WHAT YOU HAVE TO DO: The listing below should be written out again word for word, please.

= Beginning of Section =

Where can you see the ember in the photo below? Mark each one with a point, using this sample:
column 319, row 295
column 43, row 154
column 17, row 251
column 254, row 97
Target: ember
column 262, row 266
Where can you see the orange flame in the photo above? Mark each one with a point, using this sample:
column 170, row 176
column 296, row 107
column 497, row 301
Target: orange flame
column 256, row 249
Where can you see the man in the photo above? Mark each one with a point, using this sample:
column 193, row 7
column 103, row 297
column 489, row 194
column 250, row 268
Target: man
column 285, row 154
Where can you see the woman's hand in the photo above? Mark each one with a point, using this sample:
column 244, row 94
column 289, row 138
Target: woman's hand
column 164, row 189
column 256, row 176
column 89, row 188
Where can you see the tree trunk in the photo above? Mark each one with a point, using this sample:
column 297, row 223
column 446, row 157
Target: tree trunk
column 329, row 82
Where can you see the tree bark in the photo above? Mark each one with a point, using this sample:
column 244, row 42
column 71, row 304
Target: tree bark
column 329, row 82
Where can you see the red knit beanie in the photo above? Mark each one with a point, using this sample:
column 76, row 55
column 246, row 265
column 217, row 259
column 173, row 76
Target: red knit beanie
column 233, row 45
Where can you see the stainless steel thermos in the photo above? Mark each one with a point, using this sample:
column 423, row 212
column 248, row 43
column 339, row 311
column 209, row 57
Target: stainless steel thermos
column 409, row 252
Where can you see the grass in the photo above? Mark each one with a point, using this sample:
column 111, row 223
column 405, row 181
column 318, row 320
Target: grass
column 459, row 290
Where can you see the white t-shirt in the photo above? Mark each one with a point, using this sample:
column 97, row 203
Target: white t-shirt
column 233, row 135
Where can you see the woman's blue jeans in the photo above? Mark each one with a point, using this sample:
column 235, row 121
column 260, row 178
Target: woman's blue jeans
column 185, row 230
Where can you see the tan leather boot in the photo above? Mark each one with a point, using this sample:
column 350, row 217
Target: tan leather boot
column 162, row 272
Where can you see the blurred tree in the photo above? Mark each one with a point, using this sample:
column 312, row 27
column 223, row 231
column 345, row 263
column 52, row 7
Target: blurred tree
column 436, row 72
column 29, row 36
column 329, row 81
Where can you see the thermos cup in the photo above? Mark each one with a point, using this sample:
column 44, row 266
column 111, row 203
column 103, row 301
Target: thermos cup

= End of Section =

ANSWER TO THIS EXERCISE:
Where can you see the ember in the photo below? Mark each one with a point, using this sample:
column 319, row 295
column 43, row 154
column 17, row 251
column 254, row 97
Target: ember
column 262, row 266
Where can you see the orange flame in the photo above? Mark each one with a point, using this sample:
column 170, row 176
column 296, row 107
column 497, row 301
Target: orange flame
column 256, row 249
Where can you see the man in the photo above? Mark each one with a point, using this sample:
column 193, row 7
column 103, row 297
column 489, row 194
column 250, row 268
Target: man
column 285, row 154
Where can you see the woman's hand in the photo above? Mark each one with a point, using this sample:
column 244, row 94
column 289, row 138
Target: woman's hand
column 164, row 189
column 256, row 176
column 89, row 188
Where can you see the tree trunk in the photo above? Mark each one with a point, using this sample:
column 297, row 223
column 446, row 157
Target: tree trunk
column 329, row 82
Where can you see the tree bark in the photo above? Mark each one with a point, using this sample:
column 244, row 42
column 71, row 304
Target: tree bark
column 329, row 82
Where can you see the red knit beanie in the photo above? Mark each one with a point, using this sample:
column 76, row 55
column 246, row 265
column 217, row 259
column 173, row 76
Target: red knit beanie
column 233, row 45
Where can you see the stainless steel thermos in the photo above? Mark each one with a point, using this sample:
column 423, row 212
column 248, row 43
column 339, row 311
column 209, row 57
Target: stainless steel thermos
column 409, row 252
Where can you see the grass in the photo above? Mark each one with a point, using this sample:
column 111, row 223
column 405, row 181
column 318, row 320
Target: grass
column 459, row 290
Where can you see the white t-shirt in the photo above? Mark each one with a point, using this sample:
column 97, row 203
Target: white t-shirt
column 233, row 135
Where can you see the woman's blue jeans in the photo above? Mark each one with a point, using this sample:
column 235, row 121
column 260, row 178
Target: woman's blue jeans
column 185, row 230
Where can you see the tan leather boot in the photo above? Mark each one with a point, using this sample:
column 350, row 217
Target: tan leather boot
column 162, row 272
Where can you see the blurred tree in the photo above? Mark each one with a point, using this sample:
column 312, row 27
column 223, row 231
column 345, row 263
column 52, row 7
Target: blurred tree
column 436, row 72
column 29, row 36
column 329, row 81
Where can you see the thermos cup in the photo above? Mark each one with a point, using this sample:
column 44, row 266
column 111, row 203
column 103, row 301
Target: thermos cup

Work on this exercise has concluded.